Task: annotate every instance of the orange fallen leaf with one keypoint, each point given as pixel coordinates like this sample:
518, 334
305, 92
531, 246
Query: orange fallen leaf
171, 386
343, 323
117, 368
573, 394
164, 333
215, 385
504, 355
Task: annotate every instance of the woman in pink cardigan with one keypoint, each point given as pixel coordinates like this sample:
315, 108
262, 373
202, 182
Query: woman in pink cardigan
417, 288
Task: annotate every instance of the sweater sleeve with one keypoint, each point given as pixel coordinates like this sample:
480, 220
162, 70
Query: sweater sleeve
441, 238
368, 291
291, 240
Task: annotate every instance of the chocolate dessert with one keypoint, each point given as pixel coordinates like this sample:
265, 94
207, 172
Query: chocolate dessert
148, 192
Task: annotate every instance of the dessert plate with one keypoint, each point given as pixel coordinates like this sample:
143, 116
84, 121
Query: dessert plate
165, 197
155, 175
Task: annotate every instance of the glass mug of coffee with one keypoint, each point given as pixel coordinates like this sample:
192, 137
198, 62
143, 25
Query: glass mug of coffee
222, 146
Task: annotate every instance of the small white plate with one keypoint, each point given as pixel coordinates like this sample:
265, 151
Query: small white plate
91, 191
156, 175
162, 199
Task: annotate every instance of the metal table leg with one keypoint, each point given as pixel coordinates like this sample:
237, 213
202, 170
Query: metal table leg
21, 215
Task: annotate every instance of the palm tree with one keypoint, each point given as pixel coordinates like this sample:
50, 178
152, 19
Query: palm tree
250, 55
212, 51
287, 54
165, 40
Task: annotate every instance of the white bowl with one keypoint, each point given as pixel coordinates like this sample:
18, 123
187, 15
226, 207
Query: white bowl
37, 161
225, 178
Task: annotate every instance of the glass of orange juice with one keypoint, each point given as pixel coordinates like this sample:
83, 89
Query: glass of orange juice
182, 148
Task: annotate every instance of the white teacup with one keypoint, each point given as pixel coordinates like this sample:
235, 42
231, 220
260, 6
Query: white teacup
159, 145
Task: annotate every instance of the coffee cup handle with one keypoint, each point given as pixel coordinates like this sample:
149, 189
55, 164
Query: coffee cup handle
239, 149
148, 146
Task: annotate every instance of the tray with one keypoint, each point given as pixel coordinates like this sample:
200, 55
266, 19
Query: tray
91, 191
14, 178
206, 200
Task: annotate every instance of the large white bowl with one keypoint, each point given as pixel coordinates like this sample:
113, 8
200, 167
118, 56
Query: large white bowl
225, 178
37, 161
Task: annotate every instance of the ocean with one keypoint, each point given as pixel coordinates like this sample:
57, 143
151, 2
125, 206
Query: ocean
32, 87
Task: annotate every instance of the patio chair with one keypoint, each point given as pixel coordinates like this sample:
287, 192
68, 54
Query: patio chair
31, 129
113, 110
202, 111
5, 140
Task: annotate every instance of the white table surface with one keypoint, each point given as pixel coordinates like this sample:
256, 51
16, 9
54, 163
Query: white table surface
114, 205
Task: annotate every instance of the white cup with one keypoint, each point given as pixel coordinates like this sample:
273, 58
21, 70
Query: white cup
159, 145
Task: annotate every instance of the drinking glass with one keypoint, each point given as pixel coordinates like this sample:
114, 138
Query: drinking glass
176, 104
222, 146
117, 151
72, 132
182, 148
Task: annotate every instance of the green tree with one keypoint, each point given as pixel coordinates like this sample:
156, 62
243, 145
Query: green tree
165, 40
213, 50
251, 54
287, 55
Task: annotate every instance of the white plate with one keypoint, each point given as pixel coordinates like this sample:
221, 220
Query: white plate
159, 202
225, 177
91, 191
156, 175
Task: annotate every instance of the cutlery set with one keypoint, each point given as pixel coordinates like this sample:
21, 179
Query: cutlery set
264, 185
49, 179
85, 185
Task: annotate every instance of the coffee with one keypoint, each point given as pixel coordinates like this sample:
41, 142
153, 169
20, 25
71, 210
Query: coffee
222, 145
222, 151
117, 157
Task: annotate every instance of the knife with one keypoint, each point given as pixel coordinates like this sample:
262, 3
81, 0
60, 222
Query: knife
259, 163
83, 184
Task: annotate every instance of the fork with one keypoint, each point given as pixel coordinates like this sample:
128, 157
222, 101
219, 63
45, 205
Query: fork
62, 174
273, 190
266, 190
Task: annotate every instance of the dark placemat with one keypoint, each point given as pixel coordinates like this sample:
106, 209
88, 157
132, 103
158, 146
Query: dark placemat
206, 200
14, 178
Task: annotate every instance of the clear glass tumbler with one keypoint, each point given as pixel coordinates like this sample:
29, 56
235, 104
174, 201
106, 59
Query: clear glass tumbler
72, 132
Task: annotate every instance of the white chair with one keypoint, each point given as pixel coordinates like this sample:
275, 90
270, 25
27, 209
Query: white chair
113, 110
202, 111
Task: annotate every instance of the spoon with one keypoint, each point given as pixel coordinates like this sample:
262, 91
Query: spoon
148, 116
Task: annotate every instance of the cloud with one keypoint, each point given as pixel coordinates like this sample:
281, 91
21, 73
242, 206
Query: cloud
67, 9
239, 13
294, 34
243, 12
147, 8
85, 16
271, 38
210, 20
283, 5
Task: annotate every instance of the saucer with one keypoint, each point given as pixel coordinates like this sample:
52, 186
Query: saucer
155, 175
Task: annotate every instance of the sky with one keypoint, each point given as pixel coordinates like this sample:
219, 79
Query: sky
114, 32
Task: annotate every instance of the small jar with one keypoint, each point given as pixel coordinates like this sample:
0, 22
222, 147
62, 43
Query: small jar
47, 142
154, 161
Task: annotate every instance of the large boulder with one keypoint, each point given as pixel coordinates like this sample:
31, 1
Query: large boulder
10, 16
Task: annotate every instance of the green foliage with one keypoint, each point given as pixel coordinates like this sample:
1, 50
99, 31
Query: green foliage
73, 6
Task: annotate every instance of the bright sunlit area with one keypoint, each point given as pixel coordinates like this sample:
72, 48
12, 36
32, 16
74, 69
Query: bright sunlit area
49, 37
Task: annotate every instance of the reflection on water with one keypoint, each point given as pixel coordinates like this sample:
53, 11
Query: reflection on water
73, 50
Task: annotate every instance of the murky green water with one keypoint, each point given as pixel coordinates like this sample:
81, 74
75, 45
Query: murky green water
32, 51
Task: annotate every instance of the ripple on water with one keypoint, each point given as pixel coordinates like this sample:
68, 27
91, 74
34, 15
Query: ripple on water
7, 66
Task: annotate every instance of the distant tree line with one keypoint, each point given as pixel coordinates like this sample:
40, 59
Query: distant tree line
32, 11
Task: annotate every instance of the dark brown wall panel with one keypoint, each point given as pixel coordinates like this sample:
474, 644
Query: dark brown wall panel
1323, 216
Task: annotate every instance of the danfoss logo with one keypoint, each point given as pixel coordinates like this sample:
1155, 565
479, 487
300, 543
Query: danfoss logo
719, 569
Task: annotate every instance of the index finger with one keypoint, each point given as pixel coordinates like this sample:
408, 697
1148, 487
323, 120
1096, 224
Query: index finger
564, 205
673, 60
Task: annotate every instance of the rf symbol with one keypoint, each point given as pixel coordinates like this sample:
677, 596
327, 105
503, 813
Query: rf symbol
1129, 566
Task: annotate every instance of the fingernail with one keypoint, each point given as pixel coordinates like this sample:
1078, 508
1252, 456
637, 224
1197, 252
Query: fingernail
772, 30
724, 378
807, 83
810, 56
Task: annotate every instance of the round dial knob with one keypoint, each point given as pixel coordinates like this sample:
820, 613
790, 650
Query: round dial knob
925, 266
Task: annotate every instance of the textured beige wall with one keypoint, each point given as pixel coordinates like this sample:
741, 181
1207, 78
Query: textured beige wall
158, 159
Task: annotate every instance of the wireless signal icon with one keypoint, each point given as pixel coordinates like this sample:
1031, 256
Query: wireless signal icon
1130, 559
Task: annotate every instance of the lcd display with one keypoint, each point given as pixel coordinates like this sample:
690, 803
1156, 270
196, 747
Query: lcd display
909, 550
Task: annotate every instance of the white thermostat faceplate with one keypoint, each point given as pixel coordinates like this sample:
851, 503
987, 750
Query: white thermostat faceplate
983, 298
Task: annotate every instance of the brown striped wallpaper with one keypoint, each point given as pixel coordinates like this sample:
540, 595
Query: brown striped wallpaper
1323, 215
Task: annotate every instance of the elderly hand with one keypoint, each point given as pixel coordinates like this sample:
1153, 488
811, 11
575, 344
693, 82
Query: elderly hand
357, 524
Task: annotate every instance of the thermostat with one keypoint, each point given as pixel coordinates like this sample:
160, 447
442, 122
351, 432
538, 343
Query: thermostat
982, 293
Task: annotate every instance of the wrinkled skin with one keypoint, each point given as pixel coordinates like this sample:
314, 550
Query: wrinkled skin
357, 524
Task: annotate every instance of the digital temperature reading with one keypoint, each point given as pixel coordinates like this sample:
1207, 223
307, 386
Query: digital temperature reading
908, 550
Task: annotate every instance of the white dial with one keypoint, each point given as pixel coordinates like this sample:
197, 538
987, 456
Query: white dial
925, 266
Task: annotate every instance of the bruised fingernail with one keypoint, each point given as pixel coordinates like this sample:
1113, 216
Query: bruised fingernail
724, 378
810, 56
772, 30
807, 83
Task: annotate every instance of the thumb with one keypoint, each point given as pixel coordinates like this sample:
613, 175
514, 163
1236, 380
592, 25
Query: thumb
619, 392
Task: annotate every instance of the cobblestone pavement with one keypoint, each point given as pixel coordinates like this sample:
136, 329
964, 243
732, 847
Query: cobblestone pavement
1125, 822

__Direction__. Would you quote, exactly and only, the lines from the one containing "Task: annotate every instance of the digital" to the end of the entries?

__The output__.
Task: annotate every instance of the digital temperature reading with one keypoint, each point given as pixel coordinates like this sample:
1207, 223
307, 386
Query: digital temperature reading
908, 550
Task: annotate every instance of the white dial with one keypoint, each point given as pixel coordinates like this sample:
197, 538
987, 456
Query: white dial
925, 266
Task: annotate every instance of the bruised fingernail with one keypoint, each point given as pixel coordinates like this sample:
1113, 216
Query: bruised fingernail
724, 378
810, 56
772, 30
807, 83
Task: annotate every instance of the thumb with one keypoint, each point given as pixel coordinates like this sample:
613, 175
514, 163
1236, 380
592, 25
Query: thumb
619, 392
Task: annotate every instance of the cobblestone pavement with one keypoint, each point given as pixel coordinates like this sample:
136, 329
964, 243
732, 847
Query: cobblestone pavement
1125, 822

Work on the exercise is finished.